> _GIVEN PROBLEM_
Quote only the lines that start at the line with "Player-spacing review: tag the traffic" and run to the end of the entries; omit the pictures.

> _TASK DATA_

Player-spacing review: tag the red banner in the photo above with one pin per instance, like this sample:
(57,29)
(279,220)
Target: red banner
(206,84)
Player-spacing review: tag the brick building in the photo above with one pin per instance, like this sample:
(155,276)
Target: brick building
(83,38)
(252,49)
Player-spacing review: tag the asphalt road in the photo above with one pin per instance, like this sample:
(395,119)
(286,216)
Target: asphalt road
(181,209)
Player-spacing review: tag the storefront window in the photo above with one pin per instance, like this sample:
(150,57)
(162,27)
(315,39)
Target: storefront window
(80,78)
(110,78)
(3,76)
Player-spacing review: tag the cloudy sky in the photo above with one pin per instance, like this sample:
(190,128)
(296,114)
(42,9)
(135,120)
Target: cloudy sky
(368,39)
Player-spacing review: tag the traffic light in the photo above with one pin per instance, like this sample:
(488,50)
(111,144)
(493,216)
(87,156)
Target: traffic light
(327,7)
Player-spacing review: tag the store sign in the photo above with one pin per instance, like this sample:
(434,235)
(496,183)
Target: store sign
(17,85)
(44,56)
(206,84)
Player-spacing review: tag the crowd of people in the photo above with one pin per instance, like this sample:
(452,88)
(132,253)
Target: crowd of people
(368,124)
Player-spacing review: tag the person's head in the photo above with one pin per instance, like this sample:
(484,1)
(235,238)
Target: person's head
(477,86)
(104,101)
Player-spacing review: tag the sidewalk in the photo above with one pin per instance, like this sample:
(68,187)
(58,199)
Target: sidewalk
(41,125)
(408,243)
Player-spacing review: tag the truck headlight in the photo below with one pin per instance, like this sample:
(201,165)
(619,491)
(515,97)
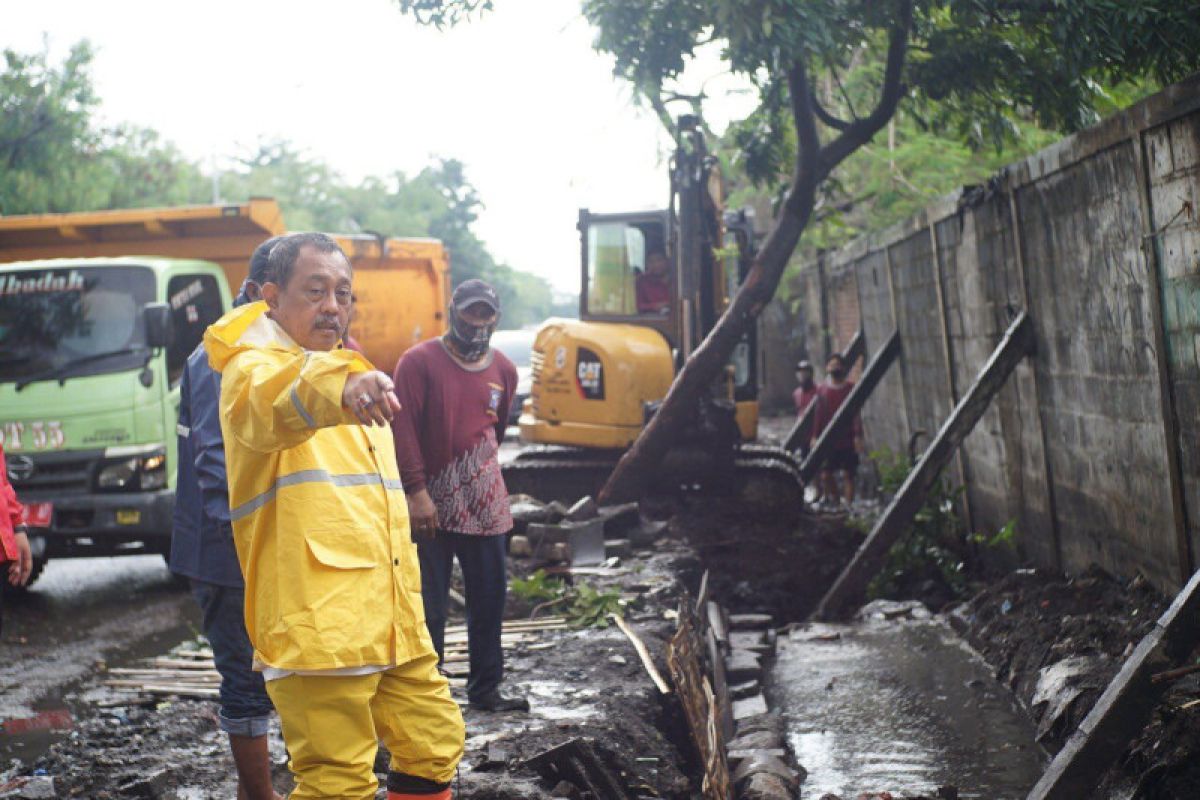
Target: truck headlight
(153,473)
(139,473)
(118,475)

> _EXERCISE ANSWER_
Player-spacing review: tag the traffic light in the photo above with one pin per instance, like this sample:
(488,50)
(111,144)
(493,216)
(87,156)
Target: traffic light
(327,7)
Player-spacing review: tag the store sign in the photo above with one pin per instance, like this sample:
(434,235)
(496,183)
Target: store sign
(17,85)
(44,56)
(206,84)
Player-spacing review: tag the crowd of people in the photo above with one pin per instance, like this sample:
(452,88)
(132,253)
Target: crowd of people
(368,124)
Player-spacing review: tag the person's head in the photo above with one pin per instance, like this sample:
(484,1)
(235,238)
Target: person's head
(477,86)
(104,101)
Player-spacing review: tag the sidewalk in the photo above with one pin per instance, like this sample:
(68,187)
(58,199)
Target: sidewalk
(41,125)
(408,243)
Player-spacing review: tag the truck headlight in the photo below with one pin per instance, like this sample:
(201,165)
(619,491)
(515,97)
Target: truck headlight
(153,473)
(139,473)
(118,475)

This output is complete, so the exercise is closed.